═══ Document

Today’s guest tutorial comes to you courtesy of X.
TODO!
Laws and rights (G)
As we have now seen a few times, sine is the key to finding altitudes' heights, in combination with a side as hypotenuse.
Together with the adjacent side, we can find the area of the triangle, say as $ \frac{AC\sin b}{2}. $ (The use of lowercase Latin letters here is conventional and deliberate, with angles opposite sides designated by the uppercase of the same.)
Now, of course, the triangle will have the same area regardless, so choosing another pair of sides and included angle will yield the same result. Thus
\begin{align} \frac{BC\sin a}{2} = \frac{AC\sin b}{2} = \frac{AB\sin c}{2} \end{align}
If we divide "both" sides by ${1 \over 2}ABC,$ this all comes out to
\begin{align} \frac{\sin a}{A} = \frac{\sin b}{B} = \frac{\sin c}{C} \end{align}
This is the Law of Sines, which brings similar power to sines as the previous law did to cosines. (Sometimes the inverse form is used, with $ \frac{B}{\sin b} $ and so on. Since these are intended to relate sides, either way will serve.)
Law of Tangents
We may calculate any altitude in terms of two different side-angle pairs. In G-2, for example, $A\sin b = B\sin a = H,$ where $H$ is the common height.
Some simple restructuring gives us $\sin a = \frac{H}{B}$ and $\sin b = \frac{H}{A}.$
We can bring the sum-to-product identities to bear on these: \begin{align} 2\cos\left(\frac{a + b}{2}\right)\sin\left(\frac{a - b}{2}\right) & = H(\frac{1}{B} - \frac{1}{A}) \\ & = \frac{H}{AB}(A - B) \\ 2\sin\left(\frac{a + b}{2}\right)\cos\left(\frac{a - b}{2}\right) & = \frac{H}{AB}(A + B) \end{align} When we divide one by the other, $\frac{H}{AB}$ goes away. We obtain the Law of Tangents: \begin{align} \frac{A - B}{A + B} = \frac{\tan\frac{a - b}{2}}{\tan\frac{a + b}{2}} \end{align} (NOTES: Can probably merge these two into one "Laws" section; a bit of tightening and rewording is also in order)

══════

Requirement a:
Can you rewrite the entries from their first line through the line with "point(582, 249)", swapping "kitten's eye" for "kitten's nose" and changing nothing else? Leave the picture out.
The trigonometry tutorial and the entries come from unrelated sources.

═══ Data provided

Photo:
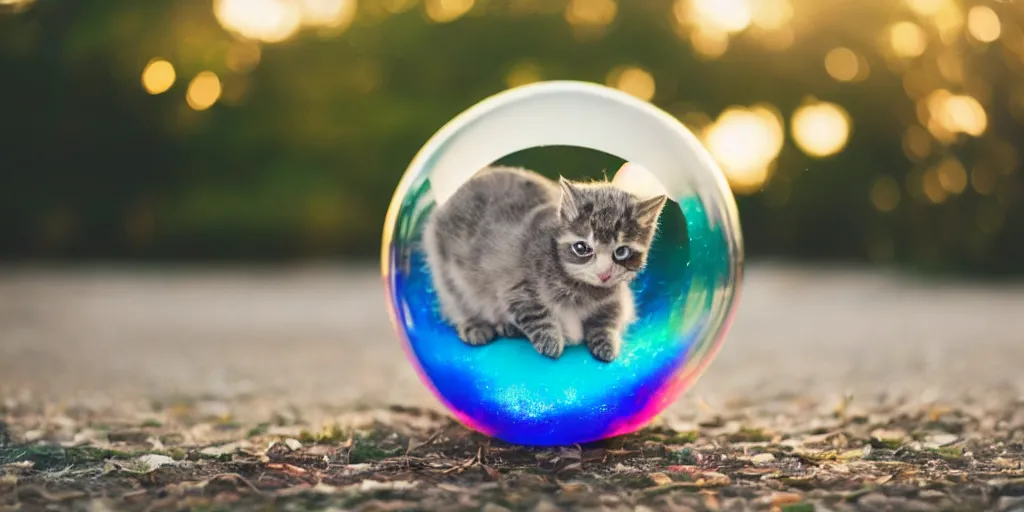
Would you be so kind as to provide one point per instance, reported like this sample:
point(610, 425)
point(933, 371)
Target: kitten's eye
point(582, 249)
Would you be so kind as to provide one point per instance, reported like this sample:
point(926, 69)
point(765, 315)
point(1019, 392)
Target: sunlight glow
point(709, 43)
point(983, 24)
point(745, 141)
point(955, 114)
point(772, 14)
point(820, 129)
point(204, 90)
point(634, 81)
point(591, 12)
point(158, 76)
point(267, 20)
point(926, 7)
point(443, 11)
point(843, 65)
point(907, 39)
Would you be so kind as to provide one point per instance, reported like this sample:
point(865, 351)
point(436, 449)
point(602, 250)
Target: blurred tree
point(880, 130)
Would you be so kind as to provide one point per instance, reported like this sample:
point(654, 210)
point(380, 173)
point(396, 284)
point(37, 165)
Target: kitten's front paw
point(549, 343)
point(508, 331)
point(476, 333)
point(605, 347)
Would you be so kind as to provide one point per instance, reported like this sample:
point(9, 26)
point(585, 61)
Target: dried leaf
point(659, 478)
point(493, 473)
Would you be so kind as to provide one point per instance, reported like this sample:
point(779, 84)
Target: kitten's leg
point(602, 332)
point(508, 330)
point(470, 328)
point(475, 332)
point(535, 321)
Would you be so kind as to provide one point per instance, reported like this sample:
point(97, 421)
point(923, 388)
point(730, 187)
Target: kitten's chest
point(570, 320)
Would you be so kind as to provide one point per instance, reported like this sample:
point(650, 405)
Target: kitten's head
point(605, 231)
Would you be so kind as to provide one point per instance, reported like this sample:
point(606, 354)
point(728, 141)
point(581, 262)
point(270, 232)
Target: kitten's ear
point(569, 204)
point(649, 210)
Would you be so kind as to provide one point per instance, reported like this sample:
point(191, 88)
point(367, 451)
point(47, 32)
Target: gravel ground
point(233, 389)
point(323, 335)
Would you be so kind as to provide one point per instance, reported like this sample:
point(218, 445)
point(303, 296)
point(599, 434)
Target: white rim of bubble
point(585, 115)
point(580, 114)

══════

Requirement b:
In the trigonometry tutorial, which law is obtained by dividing one sum-to-product expression by the other?

Finished answer a:
Photo:
Would you be so kind as to provide one point per instance, reported like this sample:
point(610, 425)
point(933, 371)
Target: kitten's nose
point(582, 249)

Finished answer b:
The Law of Tangents.